If there is one thing climbing parents can’t wait for, besides a real good night sleep, is the first time they will get their little ones on the rock. My kids are now in their teens, so I decided to use my journey to help you benefit from the things that went well and hopefully, help you avoid the things that did not go so well.
Every climbing parent dreams of the day their son or daughter will put up the draws for them on their project or become the most reliable alpine climbing partner ever.
The moment you realize you are that much closer to get a new rope gunner.
My goal in introducing my kids to climbing was so that we could go out climbing as a family and hopefully go on road trips together. And because I believe that climbing also teaches a good lesson on setting goals and working through adversity to achieve them, I thought that learning that while having fun on the rock could be good them.
On a trip to Kamouraska
The most important thing we must remember as parents is to make climbing fun and enjoyable for kids. I know sometimes, as grown-ups, we take our climbing objectives very seriously. But for kids it has to be fun. When going climbing with little ones, as with all other outings, you are on their schedule. They may be keen to climb for a couple hours or they may get bored after half a climb; we must remember that as parents, we are playing the long game. We want them to fall in love with climbing and be in it for the long haul. If we impose a rigid schedule of what we think a full day of climbing should be, we will most likely burn them out. It’s OK if our little ones prefer playing in the creek or chasing bugs for a good part of the day while the adults climb. After all, the dirtier they are, the more fun they had, right?!
Keeping them safe in a potentially dangerous environment can not be overstated. Kids do not understand all the objective hazards that climbing entails. It is our job, as parents, to mitigate those risks. Keeping them at a safe distance of the wall when not climbing, having them wear a helmet when on or close to the rock and also choosing a crag that has a mostly flat ground are just a few things I recommend.
Harnesses can be ackward, so one thing we did to make our kids get used to the gear and wearing a harness was to set up zip lines in the backyard, or when we were out camping. They absolutely loved it and then did not have a problem with tying up on the rope when at the crag.
But even if they were fine wearing the harness, the skill that seemed hard for our kids to grasp was sitting in the harness and being lowered. Climbing was fun and kept them focused, but when they reached their high point, they realized how high they were and sometimes became gripped. After one or two "crisis situations", we made them climb up about 2 meters from the ground and allowed them to swing side to side, practicing different position and how they could brace themselves using their legs. Practicing walking backward is also easier to do when close to the ground, where adults can more easily coach the young climbers and help them if needs be.

_Job A_
Translate this sentence from the article on climbing with kids into Spanish: "Kids do not understand all the objective hazards that climbing entails."
_Job B_
Copy the passage of the article on climbing with kids starting at "If there is" and ending at "new rope gunner.", swapping "project" for "route".
The entries that follow have nothing to do with the article on climbing with kids.

_Dataset extract_
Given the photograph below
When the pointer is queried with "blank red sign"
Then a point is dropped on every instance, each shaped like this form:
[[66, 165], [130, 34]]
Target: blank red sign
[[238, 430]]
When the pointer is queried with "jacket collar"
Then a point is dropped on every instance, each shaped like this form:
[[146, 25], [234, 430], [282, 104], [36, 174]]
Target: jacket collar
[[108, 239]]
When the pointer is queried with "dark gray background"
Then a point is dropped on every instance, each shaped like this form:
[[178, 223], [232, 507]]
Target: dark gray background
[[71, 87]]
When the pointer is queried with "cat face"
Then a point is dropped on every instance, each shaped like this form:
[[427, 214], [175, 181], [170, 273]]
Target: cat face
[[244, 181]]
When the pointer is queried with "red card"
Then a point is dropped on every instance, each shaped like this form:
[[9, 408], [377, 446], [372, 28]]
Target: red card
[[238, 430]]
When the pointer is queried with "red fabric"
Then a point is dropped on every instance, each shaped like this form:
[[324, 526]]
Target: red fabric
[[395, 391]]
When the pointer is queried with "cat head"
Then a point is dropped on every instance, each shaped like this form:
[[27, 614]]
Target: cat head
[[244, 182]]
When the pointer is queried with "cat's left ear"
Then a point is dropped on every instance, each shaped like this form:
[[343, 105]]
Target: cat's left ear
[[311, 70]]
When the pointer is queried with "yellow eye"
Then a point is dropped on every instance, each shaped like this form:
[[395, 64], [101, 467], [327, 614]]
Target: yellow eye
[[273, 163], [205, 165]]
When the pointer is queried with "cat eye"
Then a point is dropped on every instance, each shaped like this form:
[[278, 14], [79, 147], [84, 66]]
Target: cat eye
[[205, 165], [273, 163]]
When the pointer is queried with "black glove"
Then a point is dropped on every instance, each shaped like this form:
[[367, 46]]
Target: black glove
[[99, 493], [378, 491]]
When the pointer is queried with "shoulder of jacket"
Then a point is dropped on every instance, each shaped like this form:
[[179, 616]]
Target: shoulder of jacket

...

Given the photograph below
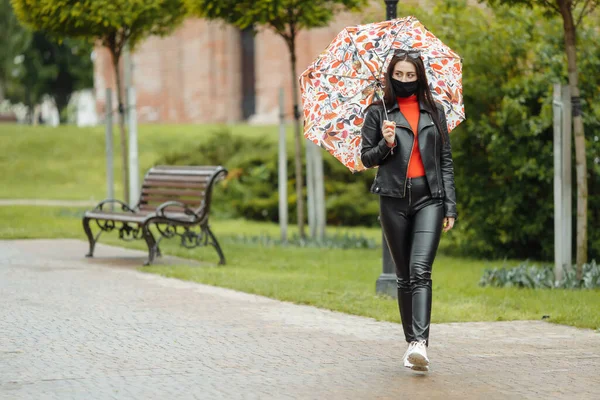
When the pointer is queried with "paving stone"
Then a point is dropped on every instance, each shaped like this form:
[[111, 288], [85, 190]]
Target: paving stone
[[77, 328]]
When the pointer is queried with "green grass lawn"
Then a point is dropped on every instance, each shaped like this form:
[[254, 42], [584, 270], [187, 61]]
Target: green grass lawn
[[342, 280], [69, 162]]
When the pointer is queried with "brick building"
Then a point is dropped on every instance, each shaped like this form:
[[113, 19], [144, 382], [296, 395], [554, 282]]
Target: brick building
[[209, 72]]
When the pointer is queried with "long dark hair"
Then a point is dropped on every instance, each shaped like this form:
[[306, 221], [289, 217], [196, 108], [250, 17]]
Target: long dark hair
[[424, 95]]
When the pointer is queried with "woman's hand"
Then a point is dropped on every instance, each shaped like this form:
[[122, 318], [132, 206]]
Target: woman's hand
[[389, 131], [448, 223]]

_Correct answer A_
Los niños no entienden todos los peligros objetivos que implica la escalada.

_Correct answer B_
If there is one thing climbing parents can’t wait for, besides a real good night sleep, is the first time they will get their little ones on the rock. My kids are now in their teens, so I decided to use my journey to help you benefit from the things that went well and hopefully, help you avoid the things that did not go so well.
Every climbing parent dreams of the day their son or daughter will put up the draws for them on their route or become the most reliable alpine climbing partner ever.
The moment you realize you are that much closer to get a new rope gunner.